Given exercise —
Please rewrite the data below, changing every "moth antenna" to "insect antenna" and leaving everything else as it is. Omit the pictures from your answer.

Extracted information —
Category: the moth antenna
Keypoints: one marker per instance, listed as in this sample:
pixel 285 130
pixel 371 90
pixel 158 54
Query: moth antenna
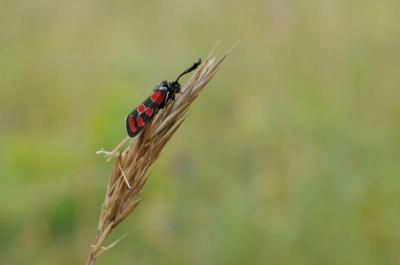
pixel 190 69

Output of the task —
Category: the insect antenna
Keypoints: one marker per instance, listed as in this sample:
pixel 285 130
pixel 371 90
pixel 158 54
Query: insect antenna
pixel 190 69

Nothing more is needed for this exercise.